What is needed - Your answer must be every line of the data that contains "between".
[Source information Boundary: Start]
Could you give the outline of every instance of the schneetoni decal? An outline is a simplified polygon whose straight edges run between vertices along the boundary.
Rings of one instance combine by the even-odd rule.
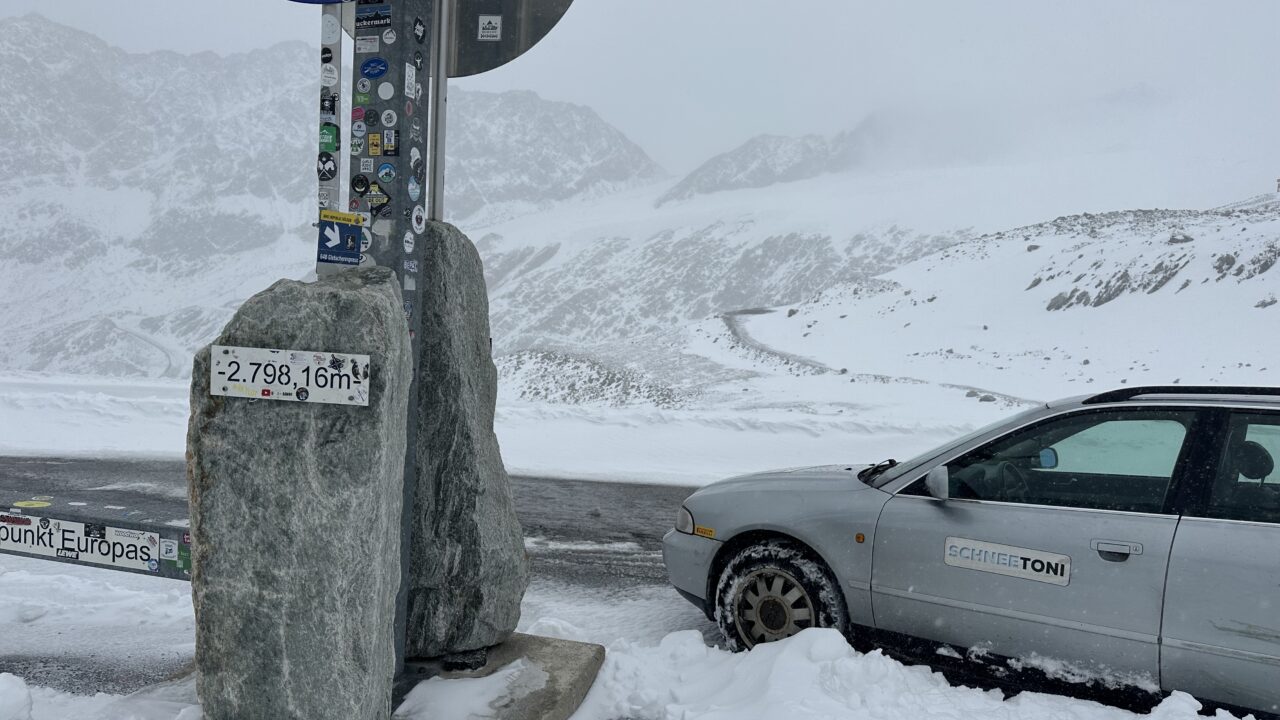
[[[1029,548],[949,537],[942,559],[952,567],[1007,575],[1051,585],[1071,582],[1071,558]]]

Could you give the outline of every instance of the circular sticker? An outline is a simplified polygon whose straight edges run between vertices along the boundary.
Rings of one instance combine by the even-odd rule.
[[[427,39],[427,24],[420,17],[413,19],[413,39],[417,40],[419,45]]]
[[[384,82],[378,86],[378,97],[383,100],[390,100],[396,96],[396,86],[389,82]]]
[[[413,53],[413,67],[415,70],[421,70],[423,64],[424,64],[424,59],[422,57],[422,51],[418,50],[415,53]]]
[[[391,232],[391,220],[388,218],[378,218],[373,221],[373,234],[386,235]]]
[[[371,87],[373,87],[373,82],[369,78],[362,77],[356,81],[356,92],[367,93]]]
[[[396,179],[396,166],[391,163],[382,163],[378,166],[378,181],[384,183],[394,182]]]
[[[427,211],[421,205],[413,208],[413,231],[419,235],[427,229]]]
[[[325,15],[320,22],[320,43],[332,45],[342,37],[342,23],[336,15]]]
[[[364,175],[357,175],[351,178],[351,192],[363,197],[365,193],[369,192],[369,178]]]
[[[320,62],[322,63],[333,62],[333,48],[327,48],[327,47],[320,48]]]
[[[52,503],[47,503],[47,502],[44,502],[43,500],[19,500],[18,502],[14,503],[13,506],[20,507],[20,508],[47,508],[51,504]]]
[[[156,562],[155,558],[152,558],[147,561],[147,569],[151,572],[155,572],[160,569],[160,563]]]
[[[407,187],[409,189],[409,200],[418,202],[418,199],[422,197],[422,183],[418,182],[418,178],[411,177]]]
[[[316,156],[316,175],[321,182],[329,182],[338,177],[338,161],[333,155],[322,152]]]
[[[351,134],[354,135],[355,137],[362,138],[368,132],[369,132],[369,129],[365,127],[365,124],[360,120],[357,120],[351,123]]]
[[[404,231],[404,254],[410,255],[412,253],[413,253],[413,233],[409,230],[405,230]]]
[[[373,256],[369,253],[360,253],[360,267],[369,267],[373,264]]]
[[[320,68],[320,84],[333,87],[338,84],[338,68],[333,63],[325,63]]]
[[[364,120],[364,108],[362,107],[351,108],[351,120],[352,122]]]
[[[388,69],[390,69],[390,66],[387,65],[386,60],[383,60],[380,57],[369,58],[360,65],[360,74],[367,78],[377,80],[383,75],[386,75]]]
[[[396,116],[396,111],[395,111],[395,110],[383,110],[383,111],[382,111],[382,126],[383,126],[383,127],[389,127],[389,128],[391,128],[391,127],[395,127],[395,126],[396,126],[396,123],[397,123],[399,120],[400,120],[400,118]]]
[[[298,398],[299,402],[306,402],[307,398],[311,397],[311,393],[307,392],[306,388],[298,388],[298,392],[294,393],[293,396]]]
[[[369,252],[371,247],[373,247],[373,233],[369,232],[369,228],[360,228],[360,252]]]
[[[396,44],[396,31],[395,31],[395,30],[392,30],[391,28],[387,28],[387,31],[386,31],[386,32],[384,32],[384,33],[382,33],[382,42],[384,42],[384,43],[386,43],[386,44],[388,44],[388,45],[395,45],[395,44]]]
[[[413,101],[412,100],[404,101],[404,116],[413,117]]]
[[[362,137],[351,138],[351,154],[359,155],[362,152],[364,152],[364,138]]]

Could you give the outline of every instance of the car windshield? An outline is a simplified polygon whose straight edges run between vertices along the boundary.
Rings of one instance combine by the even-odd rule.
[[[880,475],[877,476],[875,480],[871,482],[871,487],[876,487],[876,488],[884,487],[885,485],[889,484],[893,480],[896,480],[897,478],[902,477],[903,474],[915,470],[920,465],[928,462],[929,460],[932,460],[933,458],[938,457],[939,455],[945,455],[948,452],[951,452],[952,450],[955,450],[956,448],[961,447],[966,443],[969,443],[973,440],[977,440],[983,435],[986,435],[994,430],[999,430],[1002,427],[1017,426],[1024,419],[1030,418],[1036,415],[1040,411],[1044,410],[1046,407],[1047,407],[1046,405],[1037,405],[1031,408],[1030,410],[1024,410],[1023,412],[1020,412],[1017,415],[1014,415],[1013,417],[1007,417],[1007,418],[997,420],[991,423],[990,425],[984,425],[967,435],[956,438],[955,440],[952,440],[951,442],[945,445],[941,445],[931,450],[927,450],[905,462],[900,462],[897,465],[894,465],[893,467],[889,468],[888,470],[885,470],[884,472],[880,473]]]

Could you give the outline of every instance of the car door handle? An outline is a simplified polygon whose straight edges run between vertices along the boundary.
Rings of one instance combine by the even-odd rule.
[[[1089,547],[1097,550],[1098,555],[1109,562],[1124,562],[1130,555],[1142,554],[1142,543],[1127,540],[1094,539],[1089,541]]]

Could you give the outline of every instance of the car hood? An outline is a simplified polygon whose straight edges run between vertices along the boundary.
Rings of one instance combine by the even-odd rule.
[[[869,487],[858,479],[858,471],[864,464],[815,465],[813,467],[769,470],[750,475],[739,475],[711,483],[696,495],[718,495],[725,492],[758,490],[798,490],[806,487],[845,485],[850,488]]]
[Source information Boundary: End]
[Source information Boundary: Start]
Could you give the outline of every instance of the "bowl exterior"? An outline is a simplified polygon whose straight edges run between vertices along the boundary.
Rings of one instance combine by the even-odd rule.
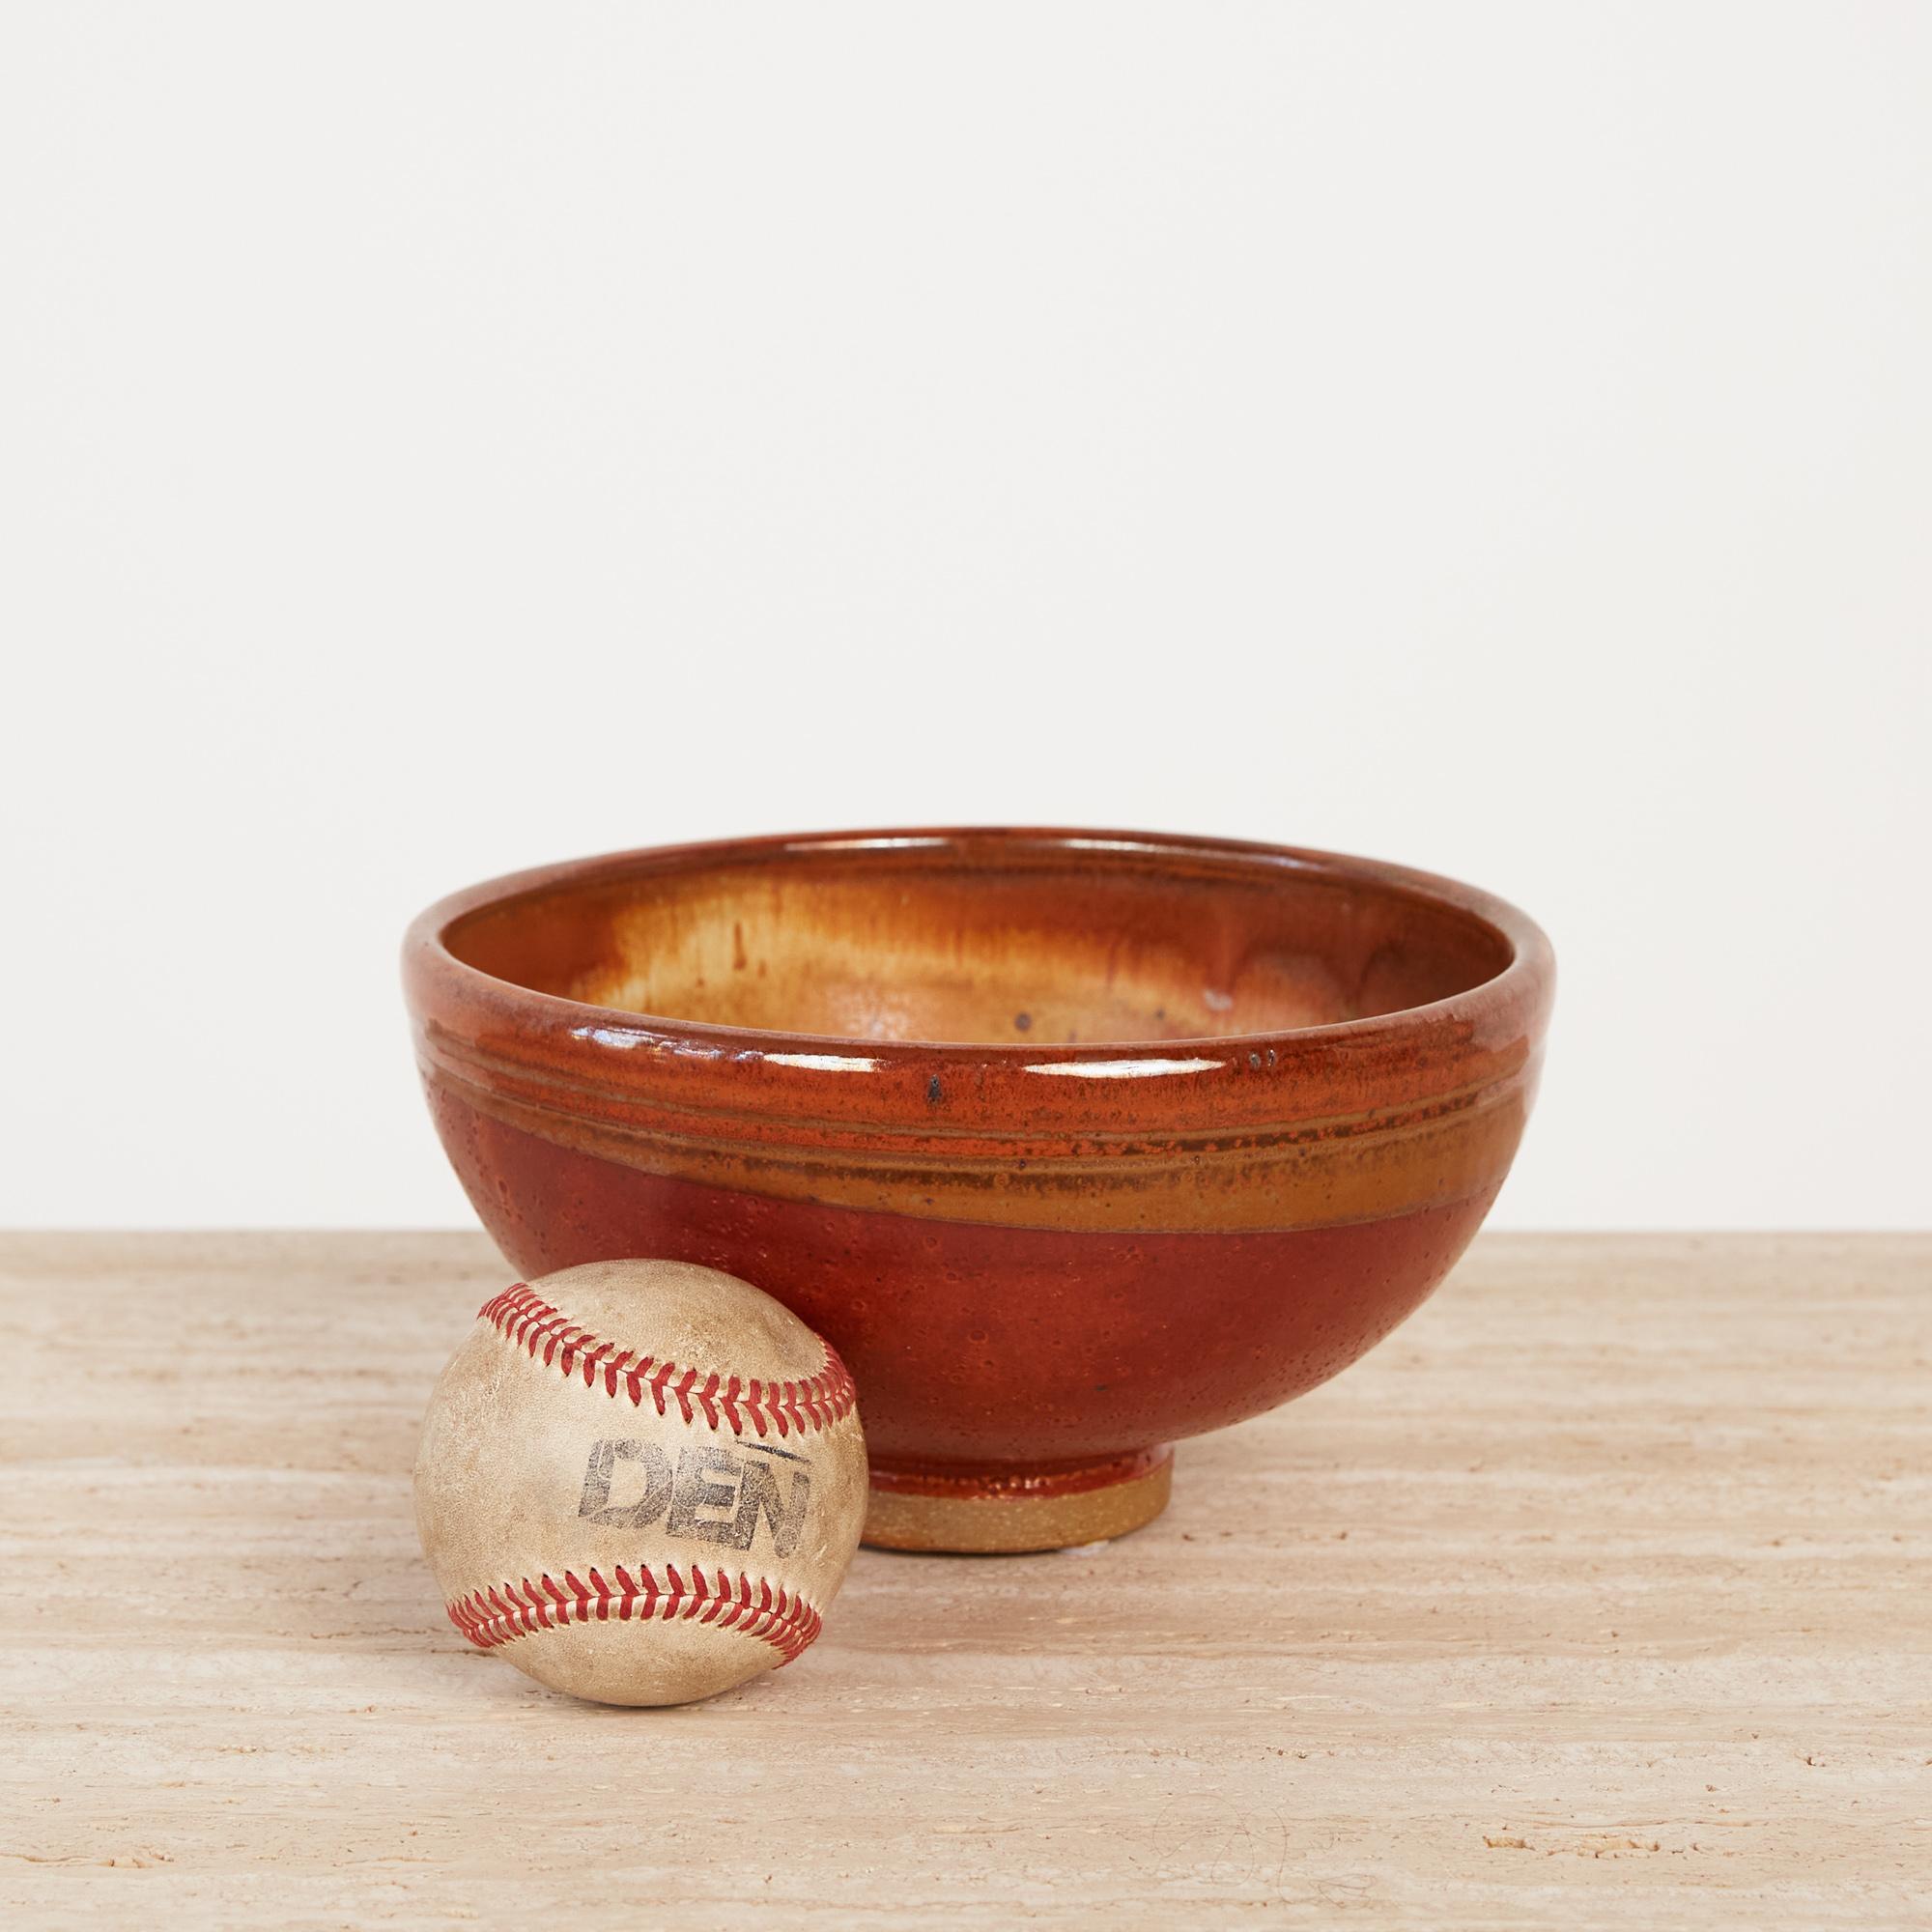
[Source information Boundary: End]
Exercise result -
Could you give the outline of every instance of the schneetoni decal? An outline is a simplified polygon whose straight edges run between vertices along the boundary.
Could you give the outline of every instance of the circular sticker? An outline is a simplified polygon whose straight edges run between vertices along the boundary.
Could you give the outline of every instance of the car windshield? An outline is a simplified polygon whose straight edges run between vertices along the boundary.
Could you give the outline of every instance of the car door handle? An outline is a simplified polygon whose straight edges run between vertices along the boundary.
Could you give the outline of every instance of the car hood? An outline is a simplified polygon whose straight edges run between vertices along the boundary.
Could you give the outline of every instance of the "bowl exterior"? An outline is a simplified polygon whose straight edges run between vertices along the boundary.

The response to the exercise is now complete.